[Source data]

◇ ◇ ◇ ◇ ◇ ◇ ◇

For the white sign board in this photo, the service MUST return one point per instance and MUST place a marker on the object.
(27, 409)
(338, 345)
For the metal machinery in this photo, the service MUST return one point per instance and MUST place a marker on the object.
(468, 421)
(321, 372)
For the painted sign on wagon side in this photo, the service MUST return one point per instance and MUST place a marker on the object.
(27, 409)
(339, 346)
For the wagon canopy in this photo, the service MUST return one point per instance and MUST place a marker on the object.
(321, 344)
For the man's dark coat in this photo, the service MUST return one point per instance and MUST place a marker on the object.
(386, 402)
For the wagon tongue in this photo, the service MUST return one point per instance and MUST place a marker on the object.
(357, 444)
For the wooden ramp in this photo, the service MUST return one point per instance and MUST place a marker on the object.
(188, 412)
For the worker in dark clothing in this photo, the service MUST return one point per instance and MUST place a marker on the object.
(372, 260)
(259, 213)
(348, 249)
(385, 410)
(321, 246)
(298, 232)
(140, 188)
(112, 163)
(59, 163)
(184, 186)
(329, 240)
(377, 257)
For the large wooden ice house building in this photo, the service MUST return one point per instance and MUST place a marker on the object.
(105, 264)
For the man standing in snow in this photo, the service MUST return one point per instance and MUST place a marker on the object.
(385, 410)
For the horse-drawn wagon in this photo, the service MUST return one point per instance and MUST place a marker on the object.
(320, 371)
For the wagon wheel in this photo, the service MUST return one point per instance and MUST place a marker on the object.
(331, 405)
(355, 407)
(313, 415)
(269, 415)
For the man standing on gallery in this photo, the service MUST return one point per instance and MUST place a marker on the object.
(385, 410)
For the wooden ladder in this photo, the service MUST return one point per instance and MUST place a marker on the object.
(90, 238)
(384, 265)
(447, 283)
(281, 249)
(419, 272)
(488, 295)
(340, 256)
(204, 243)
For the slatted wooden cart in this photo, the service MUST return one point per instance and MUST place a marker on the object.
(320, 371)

◇ ◇ ◇ ◇ ◇ ◇ ◇

→ **The exercise**:
Output the data above exactly, please, line for line.

→ **The response**:
For the white sign board in this photo, the service MUST return one point per instance and MUST place a marker on the object.
(27, 409)
(338, 345)
For the metal machinery in this photo, the service MUST return one point per instance and MUST place a marker on the object.
(468, 421)
(321, 372)
For the painted sign on wagon side in this photo, the service MUST return one point per instance and MUST place a marker on the object.
(27, 409)
(339, 346)
For the wagon canopy in this photo, the service MUST return one point per instance and MUST place a marker on the object.
(321, 344)
For the man's dark coat in this photo, the service MUST return one point per instance and MUST place a marker on the object.
(386, 402)
For the wagon tongue in this photo, the service MUST return one point per instance and MUST place a marker on the object.
(357, 444)
For the wooden ramp in this photo, the service MUST return one point per instance and MUST place a marker on the object.
(188, 412)
For the worker in dark clothing in this photo, the service MUST return one point per instance and MUST place a marker on the object.
(372, 260)
(259, 213)
(348, 249)
(385, 410)
(321, 246)
(298, 232)
(140, 188)
(112, 163)
(59, 163)
(184, 186)
(329, 240)
(377, 257)
For the large wooden ice house building in this photo, the service MUST return one point per instance and MUST place a marker on the object.
(105, 264)
For the man standing in snow in this photo, the service MUST return one point per instance and MUST place a marker on the object.
(385, 410)
For the horse-drawn wagon in this photo, the service MUST return one point per instance and MUST place a marker on the object.
(320, 371)
For the wagon wheel in this photo, the service MUST return one point per instance and MUST place a marker on the object.
(331, 405)
(355, 407)
(313, 415)
(269, 415)
For the man standing on gallery in this photo, the service MUST return one point per instance and MUST place a marker on the object.
(385, 410)
For the wooden ladder in this photo, the service MUST return one point per instance and MUST place a marker on the object.
(90, 238)
(384, 265)
(447, 283)
(281, 249)
(419, 272)
(488, 295)
(340, 256)
(204, 243)
For the slatted wooden cart in this photo, the service MUST return one point per instance and MUST place a marker on the object.
(320, 371)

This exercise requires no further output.